--- ACTIONS TO TAKE ---
**1)** In the Ant-Man article, print the passage starting with "The Marvel movie" and going on through "superhero in Ant-Man...".
**2)** According to the Ant-Man article, in what year was Edgar Wright officially signed to direct the movie?
**3)** Does each statement agree with the Ant-Man article? Answer yes or no for each, and quote the words that decide it.
(a) The Ant-Man character was created in 1962.
(b) Edgar Wright pitched his idea to Kevin Feige in 2008.
(c) Wright left the project on 23rd May 2014.

--- SELECTION ---
++++++++++++++++++++
The Marvel movie countdown to Avengers: Infinity War #12: Ant-Man (2015)

We're counting down to the release of Marvel's eagerly anticipated Avengers: Infinity War with our Marvel movie challenge. Starting from 1st January, watch one Marvel Cinematic Universe (MCU) movie a week until Infinity War's release on 27th April, and you'll be up to speed on all the blockbusters in the MCU so far.

We're continuing this week with the debut of a certain shrinking superhero in Ant-Man...

The story

Recently released from prison, small-time thief Scott Lang (Paul Rudd) wants to go on the straight and narrow to support his estranged family. However, Scott's efforts are waylaid when he's enticed to break into the house of scientist Hank Pym (Michael Douglas). An unlikely pupil-mentor relationship then unfolds as Pym introduces Lang to his revolutionary shrinking technology, and in the process, the latter adopts the guise of Ant-Man. Lang's abilities soon come in useful when he must do battle with Pym's treacherous former protege Darren Cross (Corey Stoll), who has appropriated the technology for nefarious ends.

The background

Ant-Man's journey to the big screen was bumpier than most Marvel movies. Created by Stan Lee, Jack Kirby and Larry Lieber in 1962, the character was first pitched to studios in the 1980s, but lost out owing to the abundance of existing shrinking movies like Honey, I Shrunk the Kids.

Fast forward to 2004 and director Edgar Wright, hot off the success of Shaun of the Dead, pitched an idea to Marvel's head honcho Kevin Feige. Collaborating with Joe Cornish, who would go on to direct hoodie alien invasion movie Attack the Block, Wright was officially signed to direct the movie in 2006. He explained he was looking to "do a prologue where you see Pym as Ant-Man in action in the 60s, in sort of Tales to Astonish mode basically, and then the contemporary, sort of flash-forward, is Scott Lang's story, and how he comes to acquire the suit, how he crosses paths with Hank Pym, and then, in an interesting sort of Machiavellian way, teams up with him".

Anticipation for the movie steadily grew in the ensuing years, as the MCU was born with 2008's Iron Man and subsequently grew into a franchise behemoth. In May 2013, production was confirmed to be taking place in the US and by December of that year, Paul Rudd was in negotiations to star.

However, on 23rd May 2014, on the eve of principal photography, Wright unexpectedly departed the project, citing "differences in their vision of the film". He added: "I wanted to make a Marvel movie but I don’t think they really wanted to make an Edgar Wright movie".
++++++++++++++++++++
--- SUPPLIED RECORDS ---
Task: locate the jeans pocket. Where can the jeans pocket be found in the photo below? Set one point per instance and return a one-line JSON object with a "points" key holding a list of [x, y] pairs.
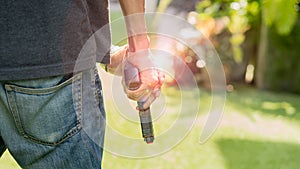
{"points": [[45, 115]]}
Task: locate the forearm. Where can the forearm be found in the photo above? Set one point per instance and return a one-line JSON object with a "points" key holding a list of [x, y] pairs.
{"points": [[133, 11]]}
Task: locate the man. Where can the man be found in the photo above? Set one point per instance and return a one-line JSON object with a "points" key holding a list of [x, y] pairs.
{"points": [[51, 107]]}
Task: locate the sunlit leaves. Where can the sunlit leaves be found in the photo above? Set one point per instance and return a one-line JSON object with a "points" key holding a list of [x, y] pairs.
{"points": [[280, 13]]}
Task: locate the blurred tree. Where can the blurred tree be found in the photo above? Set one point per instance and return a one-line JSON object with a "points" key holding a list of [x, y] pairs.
{"points": [[264, 32], [279, 53]]}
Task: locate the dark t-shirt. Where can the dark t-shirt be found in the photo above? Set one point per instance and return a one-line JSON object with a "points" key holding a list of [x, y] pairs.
{"points": [[46, 38]]}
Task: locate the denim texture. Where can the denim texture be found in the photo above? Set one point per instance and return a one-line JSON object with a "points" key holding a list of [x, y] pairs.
{"points": [[43, 122]]}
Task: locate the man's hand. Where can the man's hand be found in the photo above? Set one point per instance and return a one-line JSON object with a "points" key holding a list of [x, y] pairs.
{"points": [[117, 57]]}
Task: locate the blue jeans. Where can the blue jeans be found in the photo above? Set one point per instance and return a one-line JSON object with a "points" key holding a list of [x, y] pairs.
{"points": [[54, 122]]}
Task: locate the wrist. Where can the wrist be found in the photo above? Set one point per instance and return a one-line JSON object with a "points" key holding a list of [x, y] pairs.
{"points": [[138, 42]]}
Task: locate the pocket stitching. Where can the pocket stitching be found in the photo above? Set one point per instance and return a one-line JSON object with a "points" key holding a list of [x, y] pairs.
{"points": [[10, 89]]}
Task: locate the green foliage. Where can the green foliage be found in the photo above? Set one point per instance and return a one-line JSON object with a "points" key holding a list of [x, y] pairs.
{"points": [[242, 15], [281, 13]]}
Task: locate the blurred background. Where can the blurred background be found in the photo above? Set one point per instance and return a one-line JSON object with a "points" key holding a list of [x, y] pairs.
{"points": [[258, 44]]}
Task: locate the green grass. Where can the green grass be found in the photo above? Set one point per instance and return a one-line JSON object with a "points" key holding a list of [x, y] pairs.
{"points": [[259, 130]]}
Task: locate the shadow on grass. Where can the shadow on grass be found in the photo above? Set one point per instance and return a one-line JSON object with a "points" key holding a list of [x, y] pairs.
{"points": [[246, 154], [274, 104]]}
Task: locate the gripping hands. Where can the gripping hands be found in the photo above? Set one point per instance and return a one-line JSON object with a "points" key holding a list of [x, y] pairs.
{"points": [[151, 78]]}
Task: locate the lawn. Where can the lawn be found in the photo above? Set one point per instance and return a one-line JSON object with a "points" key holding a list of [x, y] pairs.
{"points": [[259, 130]]}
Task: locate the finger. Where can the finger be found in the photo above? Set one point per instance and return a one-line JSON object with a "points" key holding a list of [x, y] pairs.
{"points": [[142, 93], [148, 102], [156, 92], [161, 77]]}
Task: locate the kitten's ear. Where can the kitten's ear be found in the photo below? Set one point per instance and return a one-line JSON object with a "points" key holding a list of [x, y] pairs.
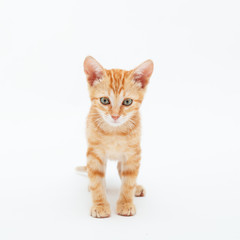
{"points": [[143, 72], [92, 69]]}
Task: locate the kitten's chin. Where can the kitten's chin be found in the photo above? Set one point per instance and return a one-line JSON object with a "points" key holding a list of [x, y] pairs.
{"points": [[114, 124]]}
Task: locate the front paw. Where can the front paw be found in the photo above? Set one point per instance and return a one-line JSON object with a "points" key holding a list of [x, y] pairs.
{"points": [[126, 209], [101, 211]]}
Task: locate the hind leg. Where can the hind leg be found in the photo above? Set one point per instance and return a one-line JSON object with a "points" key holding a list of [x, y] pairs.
{"points": [[139, 190]]}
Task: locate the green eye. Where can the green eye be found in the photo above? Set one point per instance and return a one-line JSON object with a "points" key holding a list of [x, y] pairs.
{"points": [[105, 101], [127, 101]]}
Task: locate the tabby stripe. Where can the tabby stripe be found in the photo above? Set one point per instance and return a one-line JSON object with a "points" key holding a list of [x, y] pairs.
{"points": [[91, 153], [92, 173]]}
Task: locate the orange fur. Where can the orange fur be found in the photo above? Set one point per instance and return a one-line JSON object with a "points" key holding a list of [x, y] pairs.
{"points": [[117, 140]]}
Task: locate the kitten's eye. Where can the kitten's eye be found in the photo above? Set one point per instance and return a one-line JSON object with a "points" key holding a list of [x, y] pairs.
{"points": [[105, 101], [127, 101]]}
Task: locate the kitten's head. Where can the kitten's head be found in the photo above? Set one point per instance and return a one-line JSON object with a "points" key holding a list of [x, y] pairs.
{"points": [[116, 94]]}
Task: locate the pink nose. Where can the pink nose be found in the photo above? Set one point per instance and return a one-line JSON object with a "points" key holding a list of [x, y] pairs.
{"points": [[115, 117]]}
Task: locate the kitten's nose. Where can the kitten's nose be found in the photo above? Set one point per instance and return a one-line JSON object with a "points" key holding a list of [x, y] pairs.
{"points": [[115, 117]]}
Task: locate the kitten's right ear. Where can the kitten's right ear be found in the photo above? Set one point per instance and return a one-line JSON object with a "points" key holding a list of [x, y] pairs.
{"points": [[92, 69]]}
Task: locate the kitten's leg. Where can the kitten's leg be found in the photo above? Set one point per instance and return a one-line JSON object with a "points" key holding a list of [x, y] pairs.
{"points": [[139, 190], [129, 172], [96, 172]]}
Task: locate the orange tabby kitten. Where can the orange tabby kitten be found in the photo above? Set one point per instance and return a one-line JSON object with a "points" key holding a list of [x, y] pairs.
{"points": [[113, 132]]}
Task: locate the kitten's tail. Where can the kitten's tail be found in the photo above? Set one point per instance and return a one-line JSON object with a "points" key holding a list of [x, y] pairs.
{"points": [[80, 169]]}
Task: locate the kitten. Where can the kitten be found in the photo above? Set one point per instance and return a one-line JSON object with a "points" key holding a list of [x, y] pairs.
{"points": [[113, 132]]}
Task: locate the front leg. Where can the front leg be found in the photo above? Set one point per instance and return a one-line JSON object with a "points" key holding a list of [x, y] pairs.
{"points": [[96, 172], [129, 172]]}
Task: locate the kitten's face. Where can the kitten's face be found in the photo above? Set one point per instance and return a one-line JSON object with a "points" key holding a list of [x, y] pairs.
{"points": [[116, 94]]}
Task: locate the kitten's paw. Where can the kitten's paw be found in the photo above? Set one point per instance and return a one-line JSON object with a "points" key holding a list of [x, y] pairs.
{"points": [[140, 191], [126, 209], [101, 211]]}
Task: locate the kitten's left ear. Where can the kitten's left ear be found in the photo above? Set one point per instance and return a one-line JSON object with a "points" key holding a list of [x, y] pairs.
{"points": [[93, 70], [143, 72]]}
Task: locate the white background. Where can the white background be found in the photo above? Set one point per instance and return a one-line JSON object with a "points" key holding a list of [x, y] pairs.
{"points": [[191, 117]]}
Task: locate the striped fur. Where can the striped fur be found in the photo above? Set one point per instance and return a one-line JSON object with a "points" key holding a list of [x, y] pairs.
{"points": [[120, 142]]}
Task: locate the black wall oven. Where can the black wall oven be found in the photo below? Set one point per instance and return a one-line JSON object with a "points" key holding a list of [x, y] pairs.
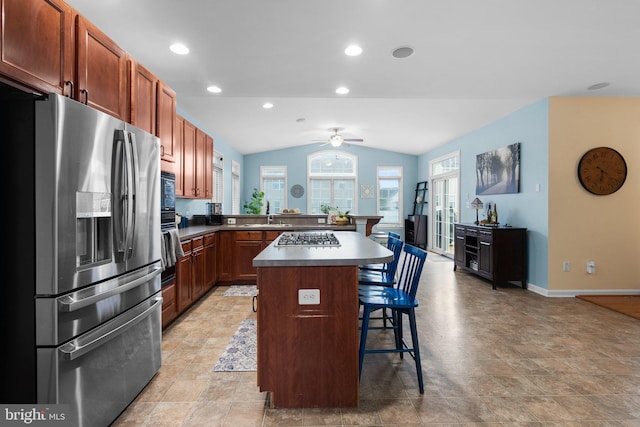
{"points": [[167, 216]]}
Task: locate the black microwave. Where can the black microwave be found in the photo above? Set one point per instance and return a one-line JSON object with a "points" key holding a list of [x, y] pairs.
{"points": [[167, 198]]}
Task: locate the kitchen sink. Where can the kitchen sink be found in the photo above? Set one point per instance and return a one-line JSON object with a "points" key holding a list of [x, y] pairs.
{"points": [[266, 225]]}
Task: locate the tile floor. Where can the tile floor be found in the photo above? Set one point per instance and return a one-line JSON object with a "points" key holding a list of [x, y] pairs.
{"points": [[490, 357]]}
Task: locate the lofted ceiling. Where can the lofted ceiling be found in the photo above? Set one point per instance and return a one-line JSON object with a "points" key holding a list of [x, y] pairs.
{"points": [[473, 63]]}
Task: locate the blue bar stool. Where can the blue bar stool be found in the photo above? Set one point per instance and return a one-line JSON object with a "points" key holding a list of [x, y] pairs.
{"points": [[401, 300]]}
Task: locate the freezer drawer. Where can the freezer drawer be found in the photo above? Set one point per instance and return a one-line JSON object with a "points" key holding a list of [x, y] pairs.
{"points": [[99, 373], [61, 318]]}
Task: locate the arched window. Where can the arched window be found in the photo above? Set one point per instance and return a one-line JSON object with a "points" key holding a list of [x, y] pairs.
{"points": [[332, 181]]}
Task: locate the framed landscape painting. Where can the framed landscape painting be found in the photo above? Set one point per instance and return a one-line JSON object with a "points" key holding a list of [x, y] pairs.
{"points": [[498, 171]]}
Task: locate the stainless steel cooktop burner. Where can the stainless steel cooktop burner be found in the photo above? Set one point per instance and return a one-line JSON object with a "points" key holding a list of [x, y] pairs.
{"points": [[308, 239]]}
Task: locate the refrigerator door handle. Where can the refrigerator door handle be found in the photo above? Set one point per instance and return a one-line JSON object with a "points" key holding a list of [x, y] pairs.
{"points": [[119, 194], [71, 351], [134, 167], [129, 195], [68, 303]]}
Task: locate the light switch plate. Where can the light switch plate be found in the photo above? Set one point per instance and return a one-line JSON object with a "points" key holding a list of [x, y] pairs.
{"points": [[308, 296]]}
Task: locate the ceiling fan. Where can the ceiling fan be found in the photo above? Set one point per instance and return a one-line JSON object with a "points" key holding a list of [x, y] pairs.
{"points": [[337, 140]]}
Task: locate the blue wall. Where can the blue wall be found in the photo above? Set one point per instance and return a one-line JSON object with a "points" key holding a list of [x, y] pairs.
{"points": [[295, 159], [529, 207]]}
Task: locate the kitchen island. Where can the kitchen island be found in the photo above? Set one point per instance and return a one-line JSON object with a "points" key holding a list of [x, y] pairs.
{"points": [[308, 317]]}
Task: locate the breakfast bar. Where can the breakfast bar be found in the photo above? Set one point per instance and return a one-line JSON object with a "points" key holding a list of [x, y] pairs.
{"points": [[308, 317]]}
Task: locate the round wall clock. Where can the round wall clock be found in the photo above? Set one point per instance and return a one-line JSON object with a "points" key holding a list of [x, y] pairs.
{"points": [[602, 171], [297, 191]]}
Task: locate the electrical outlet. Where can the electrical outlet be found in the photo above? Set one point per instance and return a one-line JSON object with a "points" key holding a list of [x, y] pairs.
{"points": [[308, 296]]}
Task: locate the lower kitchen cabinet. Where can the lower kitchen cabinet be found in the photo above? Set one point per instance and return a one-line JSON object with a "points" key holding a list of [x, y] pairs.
{"points": [[169, 303], [184, 277], [210, 262], [248, 244], [197, 268], [225, 256]]}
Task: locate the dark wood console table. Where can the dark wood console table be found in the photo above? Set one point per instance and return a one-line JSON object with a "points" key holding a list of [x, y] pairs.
{"points": [[495, 253]]}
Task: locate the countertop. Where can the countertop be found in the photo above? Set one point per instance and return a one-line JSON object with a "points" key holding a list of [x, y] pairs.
{"points": [[354, 249], [198, 230]]}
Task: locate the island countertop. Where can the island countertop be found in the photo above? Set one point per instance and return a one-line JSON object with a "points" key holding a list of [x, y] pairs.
{"points": [[354, 249]]}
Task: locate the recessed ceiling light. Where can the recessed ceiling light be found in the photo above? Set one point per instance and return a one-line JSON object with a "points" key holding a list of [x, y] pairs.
{"points": [[353, 50], [598, 86], [179, 48], [402, 52]]}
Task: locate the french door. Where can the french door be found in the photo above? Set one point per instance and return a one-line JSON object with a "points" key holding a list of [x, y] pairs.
{"points": [[444, 214]]}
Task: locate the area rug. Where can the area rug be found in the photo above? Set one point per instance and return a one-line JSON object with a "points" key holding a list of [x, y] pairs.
{"points": [[438, 258], [241, 352], [241, 291], [625, 304]]}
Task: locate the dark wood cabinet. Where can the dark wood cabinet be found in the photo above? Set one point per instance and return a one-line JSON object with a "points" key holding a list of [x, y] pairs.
{"points": [[415, 226], [178, 142], [225, 256], [495, 253], [101, 70], [36, 44], [184, 277], [308, 354], [197, 268], [142, 97], [210, 268], [165, 126], [169, 306], [208, 167], [248, 244], [415, 230]]}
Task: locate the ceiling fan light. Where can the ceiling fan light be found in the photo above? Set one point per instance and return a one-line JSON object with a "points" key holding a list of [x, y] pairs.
{"points": [[335, 140]]}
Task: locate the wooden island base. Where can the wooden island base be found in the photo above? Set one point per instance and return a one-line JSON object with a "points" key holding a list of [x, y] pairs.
{"points": [[308, 354]]}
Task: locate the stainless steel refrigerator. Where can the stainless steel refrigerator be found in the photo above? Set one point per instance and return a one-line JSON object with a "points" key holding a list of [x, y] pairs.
{"points": [[86, 302]]}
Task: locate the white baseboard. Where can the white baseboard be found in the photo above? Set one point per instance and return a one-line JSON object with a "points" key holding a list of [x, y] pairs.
{"points": [[571, 293]]}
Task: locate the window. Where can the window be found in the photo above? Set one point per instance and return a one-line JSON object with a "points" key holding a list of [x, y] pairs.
{"points": [[218, 169], [235, 188], [274, 186], [332, 181], [390, 195]]}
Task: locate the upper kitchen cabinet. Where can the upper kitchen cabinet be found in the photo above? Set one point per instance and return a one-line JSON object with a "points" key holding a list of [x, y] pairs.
{"points": [[142, 97], [194, 170], [165, 126], [208, 167], [102, 70], [36, 44], [178, 138]]}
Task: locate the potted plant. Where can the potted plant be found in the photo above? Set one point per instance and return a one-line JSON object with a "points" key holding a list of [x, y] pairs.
{"points": [[342, 218], [254, 206]]}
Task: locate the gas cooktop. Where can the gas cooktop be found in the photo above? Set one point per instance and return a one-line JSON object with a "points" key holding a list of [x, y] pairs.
{"points": [[308, 239]]}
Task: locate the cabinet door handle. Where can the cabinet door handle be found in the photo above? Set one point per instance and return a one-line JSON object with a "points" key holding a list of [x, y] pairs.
{"points": [[69, 83], [86, 96]]}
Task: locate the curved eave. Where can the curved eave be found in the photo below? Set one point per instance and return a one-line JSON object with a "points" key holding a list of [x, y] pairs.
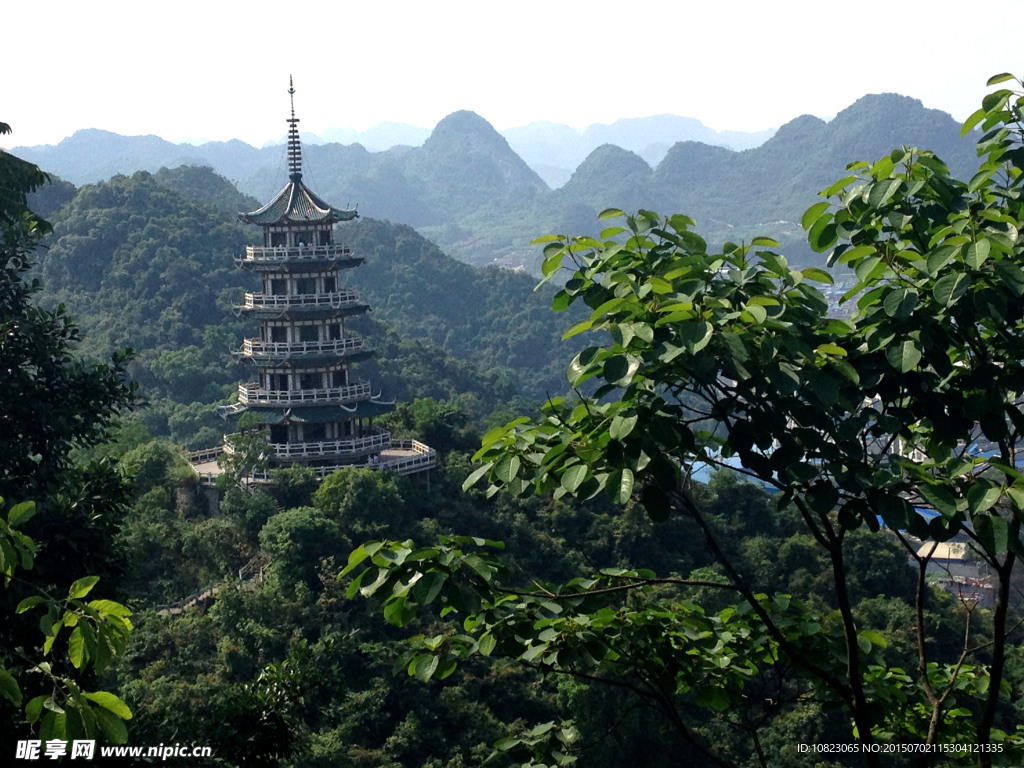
{"points": [[297, 205]]}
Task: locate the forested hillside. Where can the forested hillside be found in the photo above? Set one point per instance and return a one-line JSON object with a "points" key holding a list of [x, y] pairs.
{"points": [[466, 189], [752, 534], [146, 262]]}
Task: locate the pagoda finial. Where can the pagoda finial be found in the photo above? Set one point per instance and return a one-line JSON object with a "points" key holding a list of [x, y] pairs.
{"points": [[294, 147]]}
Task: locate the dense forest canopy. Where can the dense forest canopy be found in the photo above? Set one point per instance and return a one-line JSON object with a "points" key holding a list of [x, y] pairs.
{"points": [[468, 190], [641, 609]]}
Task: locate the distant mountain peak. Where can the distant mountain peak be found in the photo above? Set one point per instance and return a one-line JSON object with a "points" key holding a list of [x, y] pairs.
{"points": [[462, 125]]}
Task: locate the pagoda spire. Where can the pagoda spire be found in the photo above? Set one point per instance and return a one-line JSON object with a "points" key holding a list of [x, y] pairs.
{"points": [[294, 146]]}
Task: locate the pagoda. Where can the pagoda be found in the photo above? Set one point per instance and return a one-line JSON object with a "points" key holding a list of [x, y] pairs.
{"points": [[305, 396]]}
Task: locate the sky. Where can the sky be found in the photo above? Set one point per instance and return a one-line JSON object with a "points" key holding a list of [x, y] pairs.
{"points": [[218, 70]]}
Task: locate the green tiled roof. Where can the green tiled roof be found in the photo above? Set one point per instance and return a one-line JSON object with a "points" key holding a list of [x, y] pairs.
{"points": [[296, 204]]}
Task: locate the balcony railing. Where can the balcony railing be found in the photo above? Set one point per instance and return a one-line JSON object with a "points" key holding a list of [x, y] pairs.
{"points": [[379, 440], [252, 394], [336, 300], [260, 348], [281, 254]]}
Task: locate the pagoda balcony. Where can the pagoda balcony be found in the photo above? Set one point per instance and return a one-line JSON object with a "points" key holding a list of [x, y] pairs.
{"points": [[371, 443], [335, 300], [257, 348], [269, 255], [252, 394]]}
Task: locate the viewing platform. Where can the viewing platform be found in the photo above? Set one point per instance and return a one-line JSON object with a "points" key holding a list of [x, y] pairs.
{"points": [[275, 303], [372, 443], [251, 394], [257, 348], [273, 256], [403, 457]]}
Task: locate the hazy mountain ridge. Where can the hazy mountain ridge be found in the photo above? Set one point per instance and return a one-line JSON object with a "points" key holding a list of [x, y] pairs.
{"points": [[470, 192]]}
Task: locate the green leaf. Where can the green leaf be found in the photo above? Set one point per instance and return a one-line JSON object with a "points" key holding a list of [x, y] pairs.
{"points": [[941, 500], [424, 667], [9, 688], [20, 512], [113, 725], [111, 702], [76, 648], [875, 637], [950, 288], [573, 477], [1001, 78], [812, 213], [694, 335], [904, 356], [507, 468], [620, 485], [28, 603], [475, 475], [82, 587]]}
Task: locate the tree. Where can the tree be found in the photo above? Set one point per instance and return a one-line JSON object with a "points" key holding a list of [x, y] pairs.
{"points": [[53, 404], [733, 359]]}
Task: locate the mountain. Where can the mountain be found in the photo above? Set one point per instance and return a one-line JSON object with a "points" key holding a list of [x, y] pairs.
{"points": [[379, 137], [146, 261], [554, 150], [468, 189]]}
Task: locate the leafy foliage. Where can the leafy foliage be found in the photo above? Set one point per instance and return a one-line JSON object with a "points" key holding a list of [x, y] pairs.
{"points": [[732, 359], [56, 404]]}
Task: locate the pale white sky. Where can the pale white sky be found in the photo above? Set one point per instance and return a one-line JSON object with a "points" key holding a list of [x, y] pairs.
{"points": [[218, 69]]}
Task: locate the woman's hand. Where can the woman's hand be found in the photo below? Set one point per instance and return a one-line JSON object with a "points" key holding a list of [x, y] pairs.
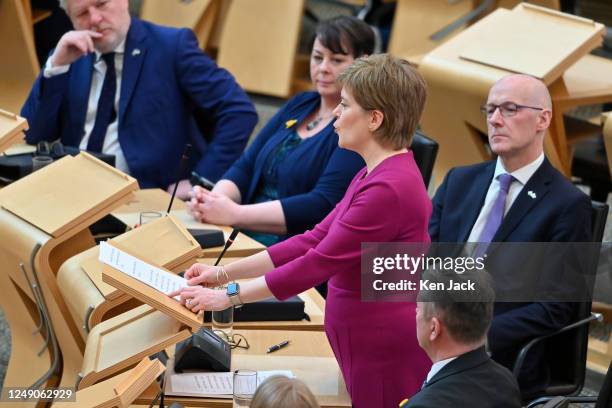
{"points": [[212, 207], [205, 275], [197, 298]]}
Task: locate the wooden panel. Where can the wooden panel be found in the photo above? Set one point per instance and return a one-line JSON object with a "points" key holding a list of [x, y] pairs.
{"points": [[146, 294], [556, 41], [121, 342], [19, 66], [416, 20], [197, 15], [259, 44], [59, 196], [308, 356], [11, 129], [103, 394]]}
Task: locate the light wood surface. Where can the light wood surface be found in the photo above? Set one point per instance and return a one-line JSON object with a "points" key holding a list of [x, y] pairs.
{"points": [[198, 15], [555, 41], [47, 197], [308, 356], [457, 88], [259, 43], [121, 342], [19, 66], [607, 135], [151, 296], [24, 241], [105, 394], [416, 20], [11, 129]]}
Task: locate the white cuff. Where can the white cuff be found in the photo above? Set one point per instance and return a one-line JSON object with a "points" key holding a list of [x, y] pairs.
{"points": [[51, 71]]}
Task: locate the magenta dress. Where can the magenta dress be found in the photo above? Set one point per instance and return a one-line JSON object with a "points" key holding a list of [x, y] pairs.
++++++++++++++++++++
--- TASK ANSWERS ---
**1)**
The Marvel movie countdown to Avengers: Infinity War #12: Ant-Man (2015)

We're counting down to the release of Marvel's eagerly anticipated Avengers: Infinity War with our Marvel movie challenge. Starting from 1st January, watch one Marvel Cinematic Universe (MCU) movie a week until Infinity War's release on 27th April, and you'll be up to speed on all the blockbusters in the MCU so far.

We're continuing this week with the debut of a certain shrinking superhero in Ant-Man...

**2)** 2006

**3)**
(a) Yes: "Created by Stan Lee, Jack Kirby and Larry Lieber in 1962"
(b) No: "Fast forward to 2004 and director Edgar Wright, hot off the success of Shaun of the Dead, pitched an idea to Marvel's head honcho Kevin Feige."
(c) Yes: "on 23rd May 2014, on the eve of principal photography, Wright unexpectedly departed the project"